Exercise instructions: Pull every line that includes the word "radar" from the data.

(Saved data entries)
■ ■ ■ ■

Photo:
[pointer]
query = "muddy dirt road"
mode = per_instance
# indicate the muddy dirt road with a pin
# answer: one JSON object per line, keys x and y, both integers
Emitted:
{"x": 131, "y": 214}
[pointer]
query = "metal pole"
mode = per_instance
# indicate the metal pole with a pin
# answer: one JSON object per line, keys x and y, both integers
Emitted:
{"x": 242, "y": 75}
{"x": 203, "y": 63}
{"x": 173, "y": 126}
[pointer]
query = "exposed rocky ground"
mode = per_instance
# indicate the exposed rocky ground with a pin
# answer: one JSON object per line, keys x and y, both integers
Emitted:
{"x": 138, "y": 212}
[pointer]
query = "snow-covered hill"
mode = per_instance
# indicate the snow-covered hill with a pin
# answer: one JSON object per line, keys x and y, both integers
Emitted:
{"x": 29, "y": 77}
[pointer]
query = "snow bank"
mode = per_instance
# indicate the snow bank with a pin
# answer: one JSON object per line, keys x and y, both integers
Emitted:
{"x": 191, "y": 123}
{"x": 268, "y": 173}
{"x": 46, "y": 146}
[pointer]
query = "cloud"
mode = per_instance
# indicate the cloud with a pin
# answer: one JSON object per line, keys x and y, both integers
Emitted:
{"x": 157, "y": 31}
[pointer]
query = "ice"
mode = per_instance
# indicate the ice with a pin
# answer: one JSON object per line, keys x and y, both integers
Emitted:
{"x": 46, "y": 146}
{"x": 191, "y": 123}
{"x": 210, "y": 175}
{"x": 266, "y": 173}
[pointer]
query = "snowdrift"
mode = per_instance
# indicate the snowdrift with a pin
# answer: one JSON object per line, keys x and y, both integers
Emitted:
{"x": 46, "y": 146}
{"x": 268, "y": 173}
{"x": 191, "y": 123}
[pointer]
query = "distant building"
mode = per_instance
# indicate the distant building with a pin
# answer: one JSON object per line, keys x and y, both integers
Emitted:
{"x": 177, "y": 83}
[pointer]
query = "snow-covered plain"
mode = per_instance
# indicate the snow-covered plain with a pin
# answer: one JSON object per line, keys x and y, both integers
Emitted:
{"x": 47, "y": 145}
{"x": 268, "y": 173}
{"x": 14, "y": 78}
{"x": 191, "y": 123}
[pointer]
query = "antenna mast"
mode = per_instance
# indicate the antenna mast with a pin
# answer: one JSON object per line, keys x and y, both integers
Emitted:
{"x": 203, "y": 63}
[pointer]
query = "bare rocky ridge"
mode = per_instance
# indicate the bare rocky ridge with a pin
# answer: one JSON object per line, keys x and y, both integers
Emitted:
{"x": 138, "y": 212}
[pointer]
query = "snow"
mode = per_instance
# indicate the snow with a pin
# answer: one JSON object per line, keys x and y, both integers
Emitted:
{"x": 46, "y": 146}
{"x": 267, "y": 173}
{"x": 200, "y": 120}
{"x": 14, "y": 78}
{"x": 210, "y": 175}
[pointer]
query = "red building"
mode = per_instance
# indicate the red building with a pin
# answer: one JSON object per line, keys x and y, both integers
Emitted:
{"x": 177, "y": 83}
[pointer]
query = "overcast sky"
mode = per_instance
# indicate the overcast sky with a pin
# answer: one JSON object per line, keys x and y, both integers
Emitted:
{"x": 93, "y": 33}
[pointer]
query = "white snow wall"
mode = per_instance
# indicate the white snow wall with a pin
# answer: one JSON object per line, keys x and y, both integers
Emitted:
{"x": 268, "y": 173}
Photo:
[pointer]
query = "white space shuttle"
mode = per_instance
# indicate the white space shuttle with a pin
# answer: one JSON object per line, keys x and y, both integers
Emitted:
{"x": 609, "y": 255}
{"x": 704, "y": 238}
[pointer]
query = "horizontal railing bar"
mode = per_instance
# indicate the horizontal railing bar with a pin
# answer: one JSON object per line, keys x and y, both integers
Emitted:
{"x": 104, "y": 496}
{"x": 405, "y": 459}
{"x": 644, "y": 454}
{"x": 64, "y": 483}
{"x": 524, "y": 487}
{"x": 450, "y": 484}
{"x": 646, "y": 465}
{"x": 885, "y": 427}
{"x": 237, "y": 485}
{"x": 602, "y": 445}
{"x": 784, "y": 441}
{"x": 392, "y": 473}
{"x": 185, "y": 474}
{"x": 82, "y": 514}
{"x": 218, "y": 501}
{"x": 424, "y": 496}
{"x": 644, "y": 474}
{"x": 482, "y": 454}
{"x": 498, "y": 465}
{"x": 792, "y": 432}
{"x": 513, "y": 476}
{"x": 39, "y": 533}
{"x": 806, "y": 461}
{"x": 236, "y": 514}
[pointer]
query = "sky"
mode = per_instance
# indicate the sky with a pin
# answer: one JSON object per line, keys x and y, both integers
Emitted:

■ ■ ■ ■

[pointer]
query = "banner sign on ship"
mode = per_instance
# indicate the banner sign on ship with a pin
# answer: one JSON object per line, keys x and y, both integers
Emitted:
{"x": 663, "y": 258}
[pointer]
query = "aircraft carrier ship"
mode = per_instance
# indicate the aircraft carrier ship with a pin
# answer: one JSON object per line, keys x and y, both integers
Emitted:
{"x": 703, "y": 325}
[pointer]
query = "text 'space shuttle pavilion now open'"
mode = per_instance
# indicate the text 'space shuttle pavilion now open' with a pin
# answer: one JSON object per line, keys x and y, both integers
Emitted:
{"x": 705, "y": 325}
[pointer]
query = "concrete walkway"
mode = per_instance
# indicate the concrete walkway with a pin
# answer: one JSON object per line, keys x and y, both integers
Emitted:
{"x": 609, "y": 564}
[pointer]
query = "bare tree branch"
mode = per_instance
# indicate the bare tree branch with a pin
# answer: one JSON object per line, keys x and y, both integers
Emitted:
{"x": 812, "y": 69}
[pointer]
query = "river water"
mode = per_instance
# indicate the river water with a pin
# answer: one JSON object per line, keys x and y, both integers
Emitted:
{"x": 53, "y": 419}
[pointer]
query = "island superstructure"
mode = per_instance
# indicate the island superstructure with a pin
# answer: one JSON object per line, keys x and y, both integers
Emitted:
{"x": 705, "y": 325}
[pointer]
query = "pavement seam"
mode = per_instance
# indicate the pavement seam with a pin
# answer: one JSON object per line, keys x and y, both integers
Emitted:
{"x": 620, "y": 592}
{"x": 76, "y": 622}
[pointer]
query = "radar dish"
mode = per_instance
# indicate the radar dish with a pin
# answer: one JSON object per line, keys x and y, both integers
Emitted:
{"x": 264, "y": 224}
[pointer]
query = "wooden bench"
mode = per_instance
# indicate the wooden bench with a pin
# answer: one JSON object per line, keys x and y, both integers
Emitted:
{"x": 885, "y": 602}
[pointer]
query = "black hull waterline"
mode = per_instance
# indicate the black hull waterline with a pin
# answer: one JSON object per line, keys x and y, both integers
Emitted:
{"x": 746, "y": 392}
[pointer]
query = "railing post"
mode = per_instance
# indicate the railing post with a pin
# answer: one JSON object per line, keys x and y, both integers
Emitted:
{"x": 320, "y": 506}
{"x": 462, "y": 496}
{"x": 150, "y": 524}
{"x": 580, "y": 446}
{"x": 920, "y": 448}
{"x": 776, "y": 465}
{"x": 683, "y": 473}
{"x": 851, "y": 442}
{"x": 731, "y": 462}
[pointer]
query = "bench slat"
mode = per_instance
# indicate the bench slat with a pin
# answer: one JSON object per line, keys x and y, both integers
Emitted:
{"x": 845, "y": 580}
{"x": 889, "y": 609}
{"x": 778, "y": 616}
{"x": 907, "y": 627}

■ ■ ■ ■

Solution to the exercise:
query = "radar dish"
# indicate the radar dish with a pin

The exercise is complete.